** YOUR OBJECTIVE **
Gather every line in the listing below that contains the string "sweater". Case matters, so count only matches with the same capitalization.

** MATERIAL **
▬▬▬▬▬▬
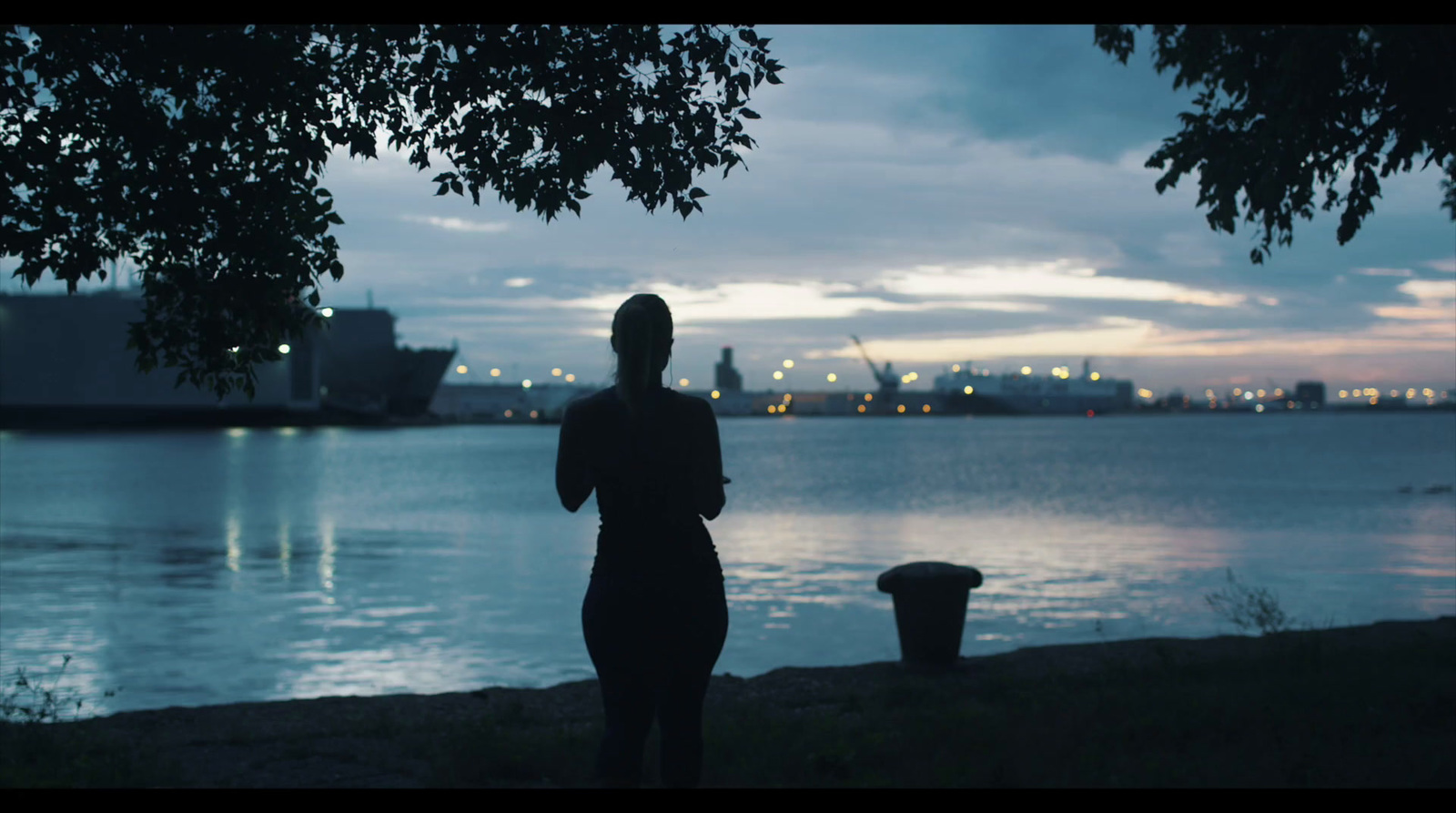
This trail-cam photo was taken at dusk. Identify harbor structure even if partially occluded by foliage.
▬▬▬▬▬▬
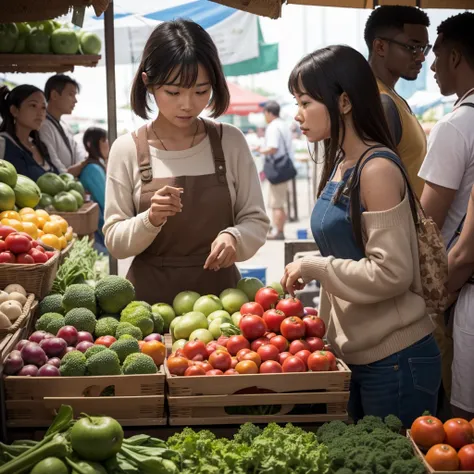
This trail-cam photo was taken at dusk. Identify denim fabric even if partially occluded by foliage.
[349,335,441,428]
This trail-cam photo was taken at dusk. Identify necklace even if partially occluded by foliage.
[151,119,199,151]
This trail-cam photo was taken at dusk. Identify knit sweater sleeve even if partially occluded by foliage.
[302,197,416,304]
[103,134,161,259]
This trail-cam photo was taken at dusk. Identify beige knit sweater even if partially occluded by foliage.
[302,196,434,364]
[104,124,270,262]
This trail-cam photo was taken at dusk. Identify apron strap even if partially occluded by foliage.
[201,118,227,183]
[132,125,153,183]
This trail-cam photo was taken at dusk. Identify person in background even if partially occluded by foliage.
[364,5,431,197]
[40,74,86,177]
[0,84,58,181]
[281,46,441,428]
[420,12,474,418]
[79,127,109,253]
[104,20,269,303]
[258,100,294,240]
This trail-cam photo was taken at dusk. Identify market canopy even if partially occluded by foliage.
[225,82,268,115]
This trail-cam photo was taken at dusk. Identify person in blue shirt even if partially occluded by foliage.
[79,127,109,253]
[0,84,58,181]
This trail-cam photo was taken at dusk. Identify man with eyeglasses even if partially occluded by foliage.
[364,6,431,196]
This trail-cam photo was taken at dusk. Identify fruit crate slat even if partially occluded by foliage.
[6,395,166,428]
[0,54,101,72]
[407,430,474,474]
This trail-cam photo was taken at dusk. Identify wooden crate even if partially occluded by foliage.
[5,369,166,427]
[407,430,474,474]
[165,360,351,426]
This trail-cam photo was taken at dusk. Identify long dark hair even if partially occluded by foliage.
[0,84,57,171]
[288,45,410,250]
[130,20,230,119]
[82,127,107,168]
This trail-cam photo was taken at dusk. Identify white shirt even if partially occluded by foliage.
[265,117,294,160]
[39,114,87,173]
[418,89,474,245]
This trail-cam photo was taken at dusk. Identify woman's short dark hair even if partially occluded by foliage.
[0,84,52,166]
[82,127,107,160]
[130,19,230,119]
▬▬▬▬▬▬
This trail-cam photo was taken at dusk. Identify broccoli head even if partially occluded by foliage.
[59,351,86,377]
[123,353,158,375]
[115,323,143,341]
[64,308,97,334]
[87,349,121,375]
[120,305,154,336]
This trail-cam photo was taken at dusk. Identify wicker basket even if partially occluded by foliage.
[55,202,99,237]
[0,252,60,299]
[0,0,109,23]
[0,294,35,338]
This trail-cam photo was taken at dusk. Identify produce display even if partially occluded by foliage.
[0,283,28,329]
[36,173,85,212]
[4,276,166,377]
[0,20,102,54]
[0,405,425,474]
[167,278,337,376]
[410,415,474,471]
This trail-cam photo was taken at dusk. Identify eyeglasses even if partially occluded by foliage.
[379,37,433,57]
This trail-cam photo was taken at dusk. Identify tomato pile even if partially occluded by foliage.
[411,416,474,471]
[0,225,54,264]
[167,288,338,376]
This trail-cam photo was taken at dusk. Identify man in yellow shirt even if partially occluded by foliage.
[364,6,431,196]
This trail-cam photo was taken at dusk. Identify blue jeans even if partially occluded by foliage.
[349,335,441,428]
▬▬▬▬▬▬
** TASK SOLUTION **
This trail-cam photo was taken at dusk. Identify knit sweater sleeve even if partially occluded by foliage.
This trail-cam photo was taken at dusk. Identify beige knit sweater even if partially occluded by foliage.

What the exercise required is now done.